> _TASK DATA_:
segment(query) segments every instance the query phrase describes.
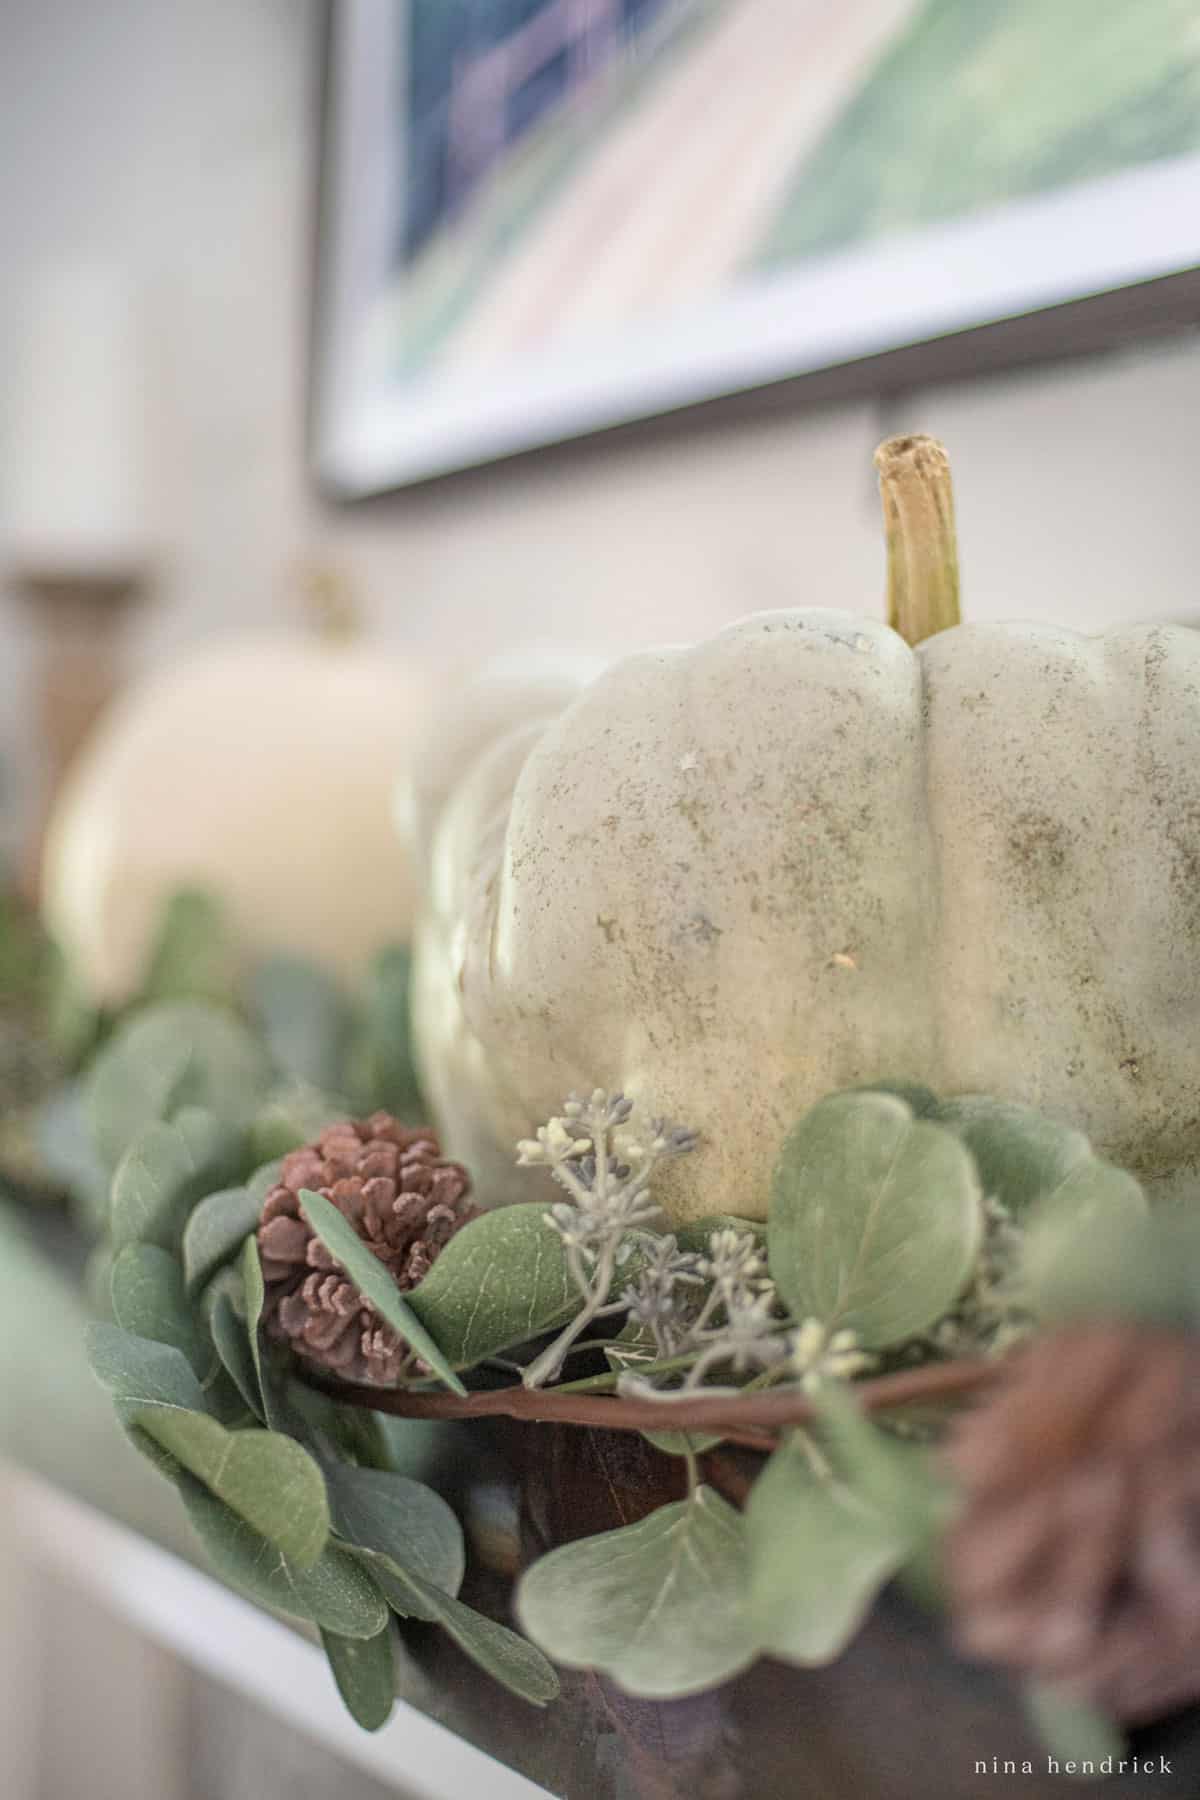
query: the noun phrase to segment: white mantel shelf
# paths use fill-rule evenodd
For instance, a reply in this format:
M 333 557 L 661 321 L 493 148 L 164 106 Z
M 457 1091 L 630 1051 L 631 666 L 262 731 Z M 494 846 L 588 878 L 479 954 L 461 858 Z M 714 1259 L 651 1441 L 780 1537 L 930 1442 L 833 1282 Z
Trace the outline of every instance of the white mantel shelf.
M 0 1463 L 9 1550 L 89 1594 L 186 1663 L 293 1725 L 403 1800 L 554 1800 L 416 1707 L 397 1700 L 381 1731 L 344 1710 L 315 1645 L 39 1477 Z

==

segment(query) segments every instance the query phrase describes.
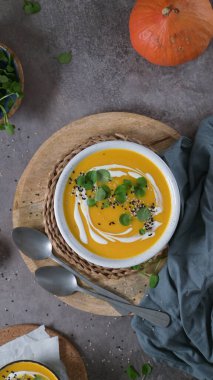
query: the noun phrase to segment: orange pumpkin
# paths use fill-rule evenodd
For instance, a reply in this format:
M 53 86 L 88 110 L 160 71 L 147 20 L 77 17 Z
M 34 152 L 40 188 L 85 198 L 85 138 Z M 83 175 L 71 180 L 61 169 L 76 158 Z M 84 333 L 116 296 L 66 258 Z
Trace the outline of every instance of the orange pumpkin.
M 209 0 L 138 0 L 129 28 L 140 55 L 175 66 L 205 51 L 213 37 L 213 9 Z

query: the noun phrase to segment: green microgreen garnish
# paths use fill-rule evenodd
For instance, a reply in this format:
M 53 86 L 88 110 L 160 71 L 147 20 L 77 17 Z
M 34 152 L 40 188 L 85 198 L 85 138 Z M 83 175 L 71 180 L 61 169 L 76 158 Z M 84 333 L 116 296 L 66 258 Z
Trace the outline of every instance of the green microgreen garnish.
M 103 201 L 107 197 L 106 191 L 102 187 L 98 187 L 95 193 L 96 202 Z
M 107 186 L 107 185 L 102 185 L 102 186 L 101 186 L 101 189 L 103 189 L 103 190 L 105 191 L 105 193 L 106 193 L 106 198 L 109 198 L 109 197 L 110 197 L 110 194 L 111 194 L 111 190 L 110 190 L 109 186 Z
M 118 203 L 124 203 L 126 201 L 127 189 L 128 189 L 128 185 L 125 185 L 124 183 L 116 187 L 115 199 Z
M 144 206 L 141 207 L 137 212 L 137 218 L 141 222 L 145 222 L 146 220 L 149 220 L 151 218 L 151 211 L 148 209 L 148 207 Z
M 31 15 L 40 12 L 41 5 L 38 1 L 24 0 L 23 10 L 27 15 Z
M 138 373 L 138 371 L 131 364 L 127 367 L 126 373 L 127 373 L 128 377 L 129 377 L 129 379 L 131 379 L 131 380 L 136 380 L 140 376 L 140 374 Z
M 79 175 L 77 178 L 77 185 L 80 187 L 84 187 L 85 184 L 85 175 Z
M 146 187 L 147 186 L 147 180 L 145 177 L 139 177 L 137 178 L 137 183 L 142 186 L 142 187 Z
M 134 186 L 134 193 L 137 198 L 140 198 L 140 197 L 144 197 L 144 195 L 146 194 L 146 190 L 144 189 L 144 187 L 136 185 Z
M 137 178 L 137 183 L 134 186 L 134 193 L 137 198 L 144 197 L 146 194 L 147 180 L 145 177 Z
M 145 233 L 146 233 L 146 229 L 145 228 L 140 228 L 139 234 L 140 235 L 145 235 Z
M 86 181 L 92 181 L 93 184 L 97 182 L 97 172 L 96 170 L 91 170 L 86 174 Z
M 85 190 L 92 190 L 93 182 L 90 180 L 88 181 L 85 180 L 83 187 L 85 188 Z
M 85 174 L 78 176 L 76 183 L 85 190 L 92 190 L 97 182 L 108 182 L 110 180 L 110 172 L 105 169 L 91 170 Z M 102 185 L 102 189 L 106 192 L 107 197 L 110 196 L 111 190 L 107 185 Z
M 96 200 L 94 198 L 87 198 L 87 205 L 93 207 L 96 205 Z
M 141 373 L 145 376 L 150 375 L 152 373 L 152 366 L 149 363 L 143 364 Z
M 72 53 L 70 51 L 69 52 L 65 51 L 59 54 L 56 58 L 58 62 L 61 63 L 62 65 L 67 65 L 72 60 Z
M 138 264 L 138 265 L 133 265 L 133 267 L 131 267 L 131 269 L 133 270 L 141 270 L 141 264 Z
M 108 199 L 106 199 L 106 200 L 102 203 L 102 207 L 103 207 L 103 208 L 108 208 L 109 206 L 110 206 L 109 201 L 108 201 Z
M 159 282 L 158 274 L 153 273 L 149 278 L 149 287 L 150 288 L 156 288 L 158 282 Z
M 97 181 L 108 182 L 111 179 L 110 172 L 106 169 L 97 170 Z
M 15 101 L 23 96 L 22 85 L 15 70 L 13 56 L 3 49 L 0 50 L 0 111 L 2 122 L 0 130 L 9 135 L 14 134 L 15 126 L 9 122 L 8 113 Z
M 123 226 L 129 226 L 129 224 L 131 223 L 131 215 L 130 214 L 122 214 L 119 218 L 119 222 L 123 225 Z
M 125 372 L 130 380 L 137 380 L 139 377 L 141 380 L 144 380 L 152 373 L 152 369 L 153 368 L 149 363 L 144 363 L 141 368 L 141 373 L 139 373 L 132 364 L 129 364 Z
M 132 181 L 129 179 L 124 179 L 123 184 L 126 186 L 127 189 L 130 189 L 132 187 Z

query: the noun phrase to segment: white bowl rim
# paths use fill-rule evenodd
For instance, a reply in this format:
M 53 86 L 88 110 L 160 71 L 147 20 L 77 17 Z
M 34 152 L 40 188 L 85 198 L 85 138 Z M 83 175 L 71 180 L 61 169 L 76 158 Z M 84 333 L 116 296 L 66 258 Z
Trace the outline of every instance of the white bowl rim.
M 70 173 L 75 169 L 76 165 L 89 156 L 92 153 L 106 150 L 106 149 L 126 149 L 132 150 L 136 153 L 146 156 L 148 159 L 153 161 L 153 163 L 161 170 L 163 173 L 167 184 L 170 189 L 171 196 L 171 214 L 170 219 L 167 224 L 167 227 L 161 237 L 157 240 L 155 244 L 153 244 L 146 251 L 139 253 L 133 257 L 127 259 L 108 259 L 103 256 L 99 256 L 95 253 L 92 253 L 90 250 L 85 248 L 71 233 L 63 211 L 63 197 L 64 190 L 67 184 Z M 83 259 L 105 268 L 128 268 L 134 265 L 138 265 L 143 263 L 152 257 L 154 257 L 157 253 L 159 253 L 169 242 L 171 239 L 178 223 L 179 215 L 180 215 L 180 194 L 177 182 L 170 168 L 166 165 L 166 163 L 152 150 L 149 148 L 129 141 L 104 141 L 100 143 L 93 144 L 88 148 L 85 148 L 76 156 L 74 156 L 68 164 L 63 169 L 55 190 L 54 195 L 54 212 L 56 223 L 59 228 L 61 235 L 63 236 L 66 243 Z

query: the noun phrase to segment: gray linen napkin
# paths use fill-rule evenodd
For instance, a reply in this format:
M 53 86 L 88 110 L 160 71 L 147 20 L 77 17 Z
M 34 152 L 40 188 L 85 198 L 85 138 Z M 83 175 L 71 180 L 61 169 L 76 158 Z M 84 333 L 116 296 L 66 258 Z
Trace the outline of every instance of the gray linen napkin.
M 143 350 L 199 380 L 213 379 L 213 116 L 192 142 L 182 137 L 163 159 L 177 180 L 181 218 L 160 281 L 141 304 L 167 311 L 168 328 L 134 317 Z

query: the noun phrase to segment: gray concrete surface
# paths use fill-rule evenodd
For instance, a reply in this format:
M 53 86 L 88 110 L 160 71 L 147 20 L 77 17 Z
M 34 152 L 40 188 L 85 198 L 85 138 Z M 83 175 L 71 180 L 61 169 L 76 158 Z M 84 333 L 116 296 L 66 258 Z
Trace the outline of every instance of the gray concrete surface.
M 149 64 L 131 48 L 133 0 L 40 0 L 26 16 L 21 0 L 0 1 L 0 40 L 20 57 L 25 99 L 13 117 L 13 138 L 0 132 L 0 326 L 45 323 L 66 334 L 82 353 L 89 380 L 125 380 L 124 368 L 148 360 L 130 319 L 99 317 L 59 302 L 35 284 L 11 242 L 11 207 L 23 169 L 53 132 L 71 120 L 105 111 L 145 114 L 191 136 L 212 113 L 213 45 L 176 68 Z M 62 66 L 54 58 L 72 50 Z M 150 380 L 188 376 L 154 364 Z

==

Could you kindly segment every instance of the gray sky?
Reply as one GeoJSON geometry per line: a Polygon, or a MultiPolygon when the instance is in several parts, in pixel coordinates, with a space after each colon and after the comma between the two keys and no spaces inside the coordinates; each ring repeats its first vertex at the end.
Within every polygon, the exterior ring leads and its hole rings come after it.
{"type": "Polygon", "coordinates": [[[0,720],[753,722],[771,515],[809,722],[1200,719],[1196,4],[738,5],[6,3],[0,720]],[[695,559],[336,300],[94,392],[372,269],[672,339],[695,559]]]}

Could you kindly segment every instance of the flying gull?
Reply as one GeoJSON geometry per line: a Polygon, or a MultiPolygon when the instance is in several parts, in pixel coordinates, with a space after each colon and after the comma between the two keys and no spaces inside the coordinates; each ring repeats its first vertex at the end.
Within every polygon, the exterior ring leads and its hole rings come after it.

> _WHAT TO DO_:
Looking at the material, work out the number of lines holding "phrase", and write that number alone.

> _SOLUTION FOR THIS EXERCISE_:
8